**Exercise directions**
Only the lines from the one containing "the side window" through the end of the material are to be echoed, each exactly as it appears.

**Dataset content**
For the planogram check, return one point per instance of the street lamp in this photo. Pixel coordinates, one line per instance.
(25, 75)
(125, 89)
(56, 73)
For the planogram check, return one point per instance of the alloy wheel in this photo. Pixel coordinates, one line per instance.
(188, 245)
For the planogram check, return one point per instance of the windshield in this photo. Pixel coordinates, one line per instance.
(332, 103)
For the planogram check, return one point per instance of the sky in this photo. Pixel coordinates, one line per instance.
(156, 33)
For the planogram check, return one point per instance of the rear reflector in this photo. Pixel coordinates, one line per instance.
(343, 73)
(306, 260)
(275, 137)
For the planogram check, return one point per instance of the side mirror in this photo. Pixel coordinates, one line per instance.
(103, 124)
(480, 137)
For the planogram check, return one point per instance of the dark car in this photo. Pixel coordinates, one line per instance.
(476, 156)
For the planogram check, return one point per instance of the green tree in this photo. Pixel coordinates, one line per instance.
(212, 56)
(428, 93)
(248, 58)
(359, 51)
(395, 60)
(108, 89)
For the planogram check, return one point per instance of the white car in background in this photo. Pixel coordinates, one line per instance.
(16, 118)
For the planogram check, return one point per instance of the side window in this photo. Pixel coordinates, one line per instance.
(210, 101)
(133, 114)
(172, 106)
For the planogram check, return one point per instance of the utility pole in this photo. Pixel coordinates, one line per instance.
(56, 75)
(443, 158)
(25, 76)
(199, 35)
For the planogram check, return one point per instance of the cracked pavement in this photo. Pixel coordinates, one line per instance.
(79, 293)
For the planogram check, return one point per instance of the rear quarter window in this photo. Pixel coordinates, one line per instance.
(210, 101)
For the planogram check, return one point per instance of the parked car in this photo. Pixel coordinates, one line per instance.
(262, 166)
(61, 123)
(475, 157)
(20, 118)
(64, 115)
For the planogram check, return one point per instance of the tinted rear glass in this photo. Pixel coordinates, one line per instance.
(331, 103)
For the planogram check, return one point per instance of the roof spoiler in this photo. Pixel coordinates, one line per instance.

**Response to the task**
For the planogram check, return one point per instance of the side window in this photo. Pixel coordinates, one line per instance.
(210, 101)
(133, 114)
(172, 106)
For the planogram check, return one point per instance of the utility pole in this photo. Pixel coordinates, one line per instance.
(56, 75)
(443, 158)
(25, 76)
(199, 35)
For the planogram check, return one point per instance of the cracked pavement in this photo. Pixel coordinates, one line per instance.
(79, 293)
For the planogram check, return one point per instance of the rear quarter window in this photo. Pixel coordinates, one line per instance.
(210, 101)
For the planogram check, return one point per instance of the parked car in this photo. Pixel coordinates, one line per instance.
(262, 166)
(61, 123)
(475, 157)
(20, 118)
(64, 115)
For the planogram check, return one point per instance of the tinted rear glass in this photo. Pixel coordinates, one line per instance.
(331, 103)
For the planogram check, return one point per instance of the roof spoiler in this photo. Pixel coordinates, one line per instance.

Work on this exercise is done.